● Information shown
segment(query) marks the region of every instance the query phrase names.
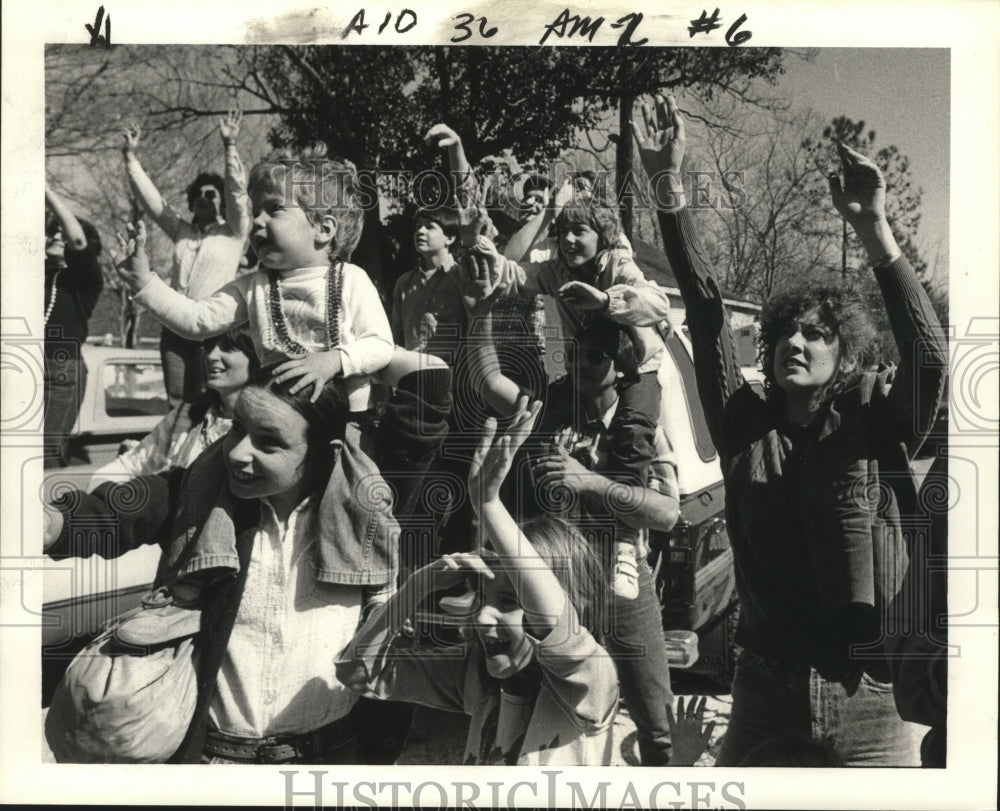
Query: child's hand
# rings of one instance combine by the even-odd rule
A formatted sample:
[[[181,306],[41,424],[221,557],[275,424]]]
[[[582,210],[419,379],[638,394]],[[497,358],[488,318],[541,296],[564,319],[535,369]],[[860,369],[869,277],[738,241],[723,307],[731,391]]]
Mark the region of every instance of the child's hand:
[[[431,592],[447,591],[460,586],[470,575],[482,575],[489,580],[495,576],[493,570],[477,553],[453,552],[418,569],[413,577],[418,578],[417,582],[424,591]]]
[[[142,137],[142,130],[139,129],[138,124],[129,124],[122,130],[122,137],[125,139],[125,143],[122,144],[122,151],[128,155],[139,148],[139,139]]]
[[[535,427],[538,412],[542,403],[536,400],[528,406],[527,396],[517,401],[517,413],[511,420],[510,427],[493,445],[493,437],[497,430],[497,421],[490,417],[483,426],[483,438],[472,457],[469,468],[469,495],[473,507],[497,501],[500,498],[500,485],[510,472],[510,465],[524,440],[528,438]]]
[[[585,282],[566,282],[559,288],[559,298],[578,310],[606,310],[611,297]]]
[[[562,446],[556,446],[551,453],[539,459],[531,468],[531,473],[541,490],[565,487],[578,495],[587,491],[588,483],[596,475]]]
[[[222,136],[224,144],[235,143],[240,134],[242,120],[243,111],[240,109],[230,110],[225,118],[219,119],[219,134]]]
[[[656,96],[656,120],[650,106],[642,104],[643,126],[632,122],[632,133],[639,146],[639,157],[650,180],[655,178],[652,190],[661,208],[676,207],[678,195],[684,193],[681,181],[681,164],[684,162],[686,135],[684,119],[677,109],[673,96]]]
[[[712,739],[715,731],[715,721],[709,721],[708,725],[702,728],[705,721],[705,701],[707,696],[702,696],[700,700],[690,699],[687,711],[684,710],[684,696],[677,699],[677,715],[670,705],[667,705],[667,723],[670,725],[670,765],[671,766],[694,766],[702,752],[708,747],[708,742]]]
[[[309,401],[315,403],[323,391],[323,386],[340,374],[342,368],[340,350],[310,352],[304,357],[287,360],[275,367],[274,379],[284,383],[286,380],[298,378],[298,383],[288,390],[289,394],[295,394],[312,385],[313,393]]]
[[[427,130],[424,141],[428,146],[438,147],[439,149],[449,146],[459,146],[462,143],[462,139],[458,133],[447,124],[435,124]]]
[[[128,229],[128,236],[118,234],[118,244],[124,256],[112,251],[111,258],[118,278],[135,295],[152,280],[153,271],[149,269],[149,257],[146,255],[146,224],[139,220],[135,225],[128,223],[125,227]]]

● Instructions for the task
Rewrite the items from the start through the line containing "Mark the region", replacing "instance" with "object" and changing nothing else. Omit the pictures from your answer.

● Reply to the task
segment(query) marks the region of every object the query phrase names.
Query: child's hand
# rings of one object combine by the even-odd rule
A formatted sample:
[[[181,306],[41,424],[221,557],[275,424]]]
[[[582,210],[419,379],[638,394]],[[497,358],[488,318],[541,296],[564,319],[535,369]],[[860,369],[869,277],[738,241],[723,307],[731,391]]]
Mark the region of every object of the child's hand:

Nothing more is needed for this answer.